WHAT IS BEING ASKED: List every line in the rows below that contains the word "paper".

ENTRIES:
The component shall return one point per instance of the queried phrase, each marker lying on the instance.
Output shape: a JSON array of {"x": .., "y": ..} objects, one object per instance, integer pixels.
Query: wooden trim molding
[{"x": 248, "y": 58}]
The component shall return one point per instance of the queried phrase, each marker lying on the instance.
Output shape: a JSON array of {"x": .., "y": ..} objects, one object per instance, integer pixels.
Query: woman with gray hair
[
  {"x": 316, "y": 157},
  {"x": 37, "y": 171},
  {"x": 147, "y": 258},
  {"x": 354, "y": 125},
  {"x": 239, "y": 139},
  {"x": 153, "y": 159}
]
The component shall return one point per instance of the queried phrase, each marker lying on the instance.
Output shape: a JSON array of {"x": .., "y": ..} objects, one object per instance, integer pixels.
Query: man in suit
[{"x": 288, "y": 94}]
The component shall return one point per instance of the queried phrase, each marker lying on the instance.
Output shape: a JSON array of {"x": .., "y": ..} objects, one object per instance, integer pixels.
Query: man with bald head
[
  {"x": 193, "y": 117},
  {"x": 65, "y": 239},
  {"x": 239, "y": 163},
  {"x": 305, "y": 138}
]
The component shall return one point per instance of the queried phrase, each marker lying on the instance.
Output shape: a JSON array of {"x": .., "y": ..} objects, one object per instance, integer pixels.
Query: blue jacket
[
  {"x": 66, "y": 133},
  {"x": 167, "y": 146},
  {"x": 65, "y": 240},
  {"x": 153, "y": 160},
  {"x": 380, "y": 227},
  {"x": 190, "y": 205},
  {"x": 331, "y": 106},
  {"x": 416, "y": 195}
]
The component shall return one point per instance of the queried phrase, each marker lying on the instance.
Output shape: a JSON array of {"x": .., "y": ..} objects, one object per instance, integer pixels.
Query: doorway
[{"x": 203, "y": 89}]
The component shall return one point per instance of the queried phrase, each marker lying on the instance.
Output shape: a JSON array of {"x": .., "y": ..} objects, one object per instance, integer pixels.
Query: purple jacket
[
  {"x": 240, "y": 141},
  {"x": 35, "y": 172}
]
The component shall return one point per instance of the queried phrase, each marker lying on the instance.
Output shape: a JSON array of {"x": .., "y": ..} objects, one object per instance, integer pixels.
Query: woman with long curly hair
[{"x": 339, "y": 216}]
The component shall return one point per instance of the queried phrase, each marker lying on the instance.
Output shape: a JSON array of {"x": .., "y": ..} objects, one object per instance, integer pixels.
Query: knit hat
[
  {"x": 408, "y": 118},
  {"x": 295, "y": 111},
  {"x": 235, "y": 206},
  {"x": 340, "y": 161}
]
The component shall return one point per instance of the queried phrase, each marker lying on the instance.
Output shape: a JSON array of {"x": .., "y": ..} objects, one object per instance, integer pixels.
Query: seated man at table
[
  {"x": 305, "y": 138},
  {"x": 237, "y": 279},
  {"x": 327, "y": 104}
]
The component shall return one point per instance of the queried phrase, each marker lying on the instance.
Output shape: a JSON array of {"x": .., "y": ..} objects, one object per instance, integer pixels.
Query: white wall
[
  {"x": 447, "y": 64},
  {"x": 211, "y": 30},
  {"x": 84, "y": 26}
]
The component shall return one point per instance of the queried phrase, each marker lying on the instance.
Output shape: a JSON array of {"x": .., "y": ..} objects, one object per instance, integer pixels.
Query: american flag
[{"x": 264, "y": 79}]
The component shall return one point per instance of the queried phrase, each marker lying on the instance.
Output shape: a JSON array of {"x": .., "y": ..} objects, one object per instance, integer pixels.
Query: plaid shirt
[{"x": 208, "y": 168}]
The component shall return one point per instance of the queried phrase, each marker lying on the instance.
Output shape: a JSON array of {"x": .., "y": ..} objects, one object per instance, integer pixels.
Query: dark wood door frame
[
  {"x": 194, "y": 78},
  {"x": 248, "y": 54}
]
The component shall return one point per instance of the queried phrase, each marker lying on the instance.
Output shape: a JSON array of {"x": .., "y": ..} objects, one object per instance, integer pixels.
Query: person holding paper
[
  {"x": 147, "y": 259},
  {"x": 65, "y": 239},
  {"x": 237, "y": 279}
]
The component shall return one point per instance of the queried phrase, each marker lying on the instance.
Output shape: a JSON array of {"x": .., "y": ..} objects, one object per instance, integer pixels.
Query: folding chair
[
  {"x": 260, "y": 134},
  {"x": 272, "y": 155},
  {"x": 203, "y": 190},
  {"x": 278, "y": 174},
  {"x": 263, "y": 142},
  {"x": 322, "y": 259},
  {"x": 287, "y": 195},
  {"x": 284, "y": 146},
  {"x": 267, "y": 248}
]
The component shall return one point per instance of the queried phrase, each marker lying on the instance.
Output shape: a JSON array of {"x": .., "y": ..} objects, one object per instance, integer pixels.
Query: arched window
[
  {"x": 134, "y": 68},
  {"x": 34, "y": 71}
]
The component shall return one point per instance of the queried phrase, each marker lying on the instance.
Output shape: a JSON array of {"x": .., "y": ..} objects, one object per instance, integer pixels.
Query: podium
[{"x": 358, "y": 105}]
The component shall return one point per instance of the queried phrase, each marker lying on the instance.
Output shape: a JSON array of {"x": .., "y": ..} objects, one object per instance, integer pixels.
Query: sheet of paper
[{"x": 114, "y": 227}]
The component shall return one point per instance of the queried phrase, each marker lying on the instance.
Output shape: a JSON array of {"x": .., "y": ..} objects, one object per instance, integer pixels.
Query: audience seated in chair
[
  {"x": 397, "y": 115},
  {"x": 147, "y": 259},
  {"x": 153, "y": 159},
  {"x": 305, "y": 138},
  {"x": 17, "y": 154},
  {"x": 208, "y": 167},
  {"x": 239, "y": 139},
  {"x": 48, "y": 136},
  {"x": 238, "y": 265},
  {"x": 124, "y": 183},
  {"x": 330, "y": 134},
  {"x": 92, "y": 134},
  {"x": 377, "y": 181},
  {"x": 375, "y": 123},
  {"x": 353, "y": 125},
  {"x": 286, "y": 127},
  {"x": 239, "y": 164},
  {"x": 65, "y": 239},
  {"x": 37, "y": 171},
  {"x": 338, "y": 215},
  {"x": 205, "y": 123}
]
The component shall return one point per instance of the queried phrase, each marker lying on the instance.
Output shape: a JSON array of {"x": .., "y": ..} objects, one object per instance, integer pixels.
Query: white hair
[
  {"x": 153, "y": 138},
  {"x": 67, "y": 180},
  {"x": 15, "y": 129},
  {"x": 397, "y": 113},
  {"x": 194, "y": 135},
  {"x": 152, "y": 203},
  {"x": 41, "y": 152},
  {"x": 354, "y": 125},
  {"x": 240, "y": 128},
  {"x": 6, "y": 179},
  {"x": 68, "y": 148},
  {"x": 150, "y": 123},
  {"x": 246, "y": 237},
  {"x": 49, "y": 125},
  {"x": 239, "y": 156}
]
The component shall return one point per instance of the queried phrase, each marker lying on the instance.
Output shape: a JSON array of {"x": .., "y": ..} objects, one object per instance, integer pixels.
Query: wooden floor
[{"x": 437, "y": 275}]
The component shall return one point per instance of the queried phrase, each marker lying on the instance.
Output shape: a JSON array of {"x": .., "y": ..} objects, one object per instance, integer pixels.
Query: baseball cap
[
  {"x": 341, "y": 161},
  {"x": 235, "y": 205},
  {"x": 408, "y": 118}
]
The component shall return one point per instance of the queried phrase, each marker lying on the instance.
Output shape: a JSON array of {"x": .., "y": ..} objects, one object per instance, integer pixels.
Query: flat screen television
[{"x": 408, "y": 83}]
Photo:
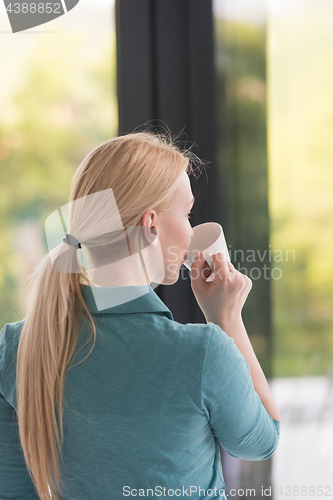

TASK SOLUTION:
Query: person holding paper
Query: sheet of paper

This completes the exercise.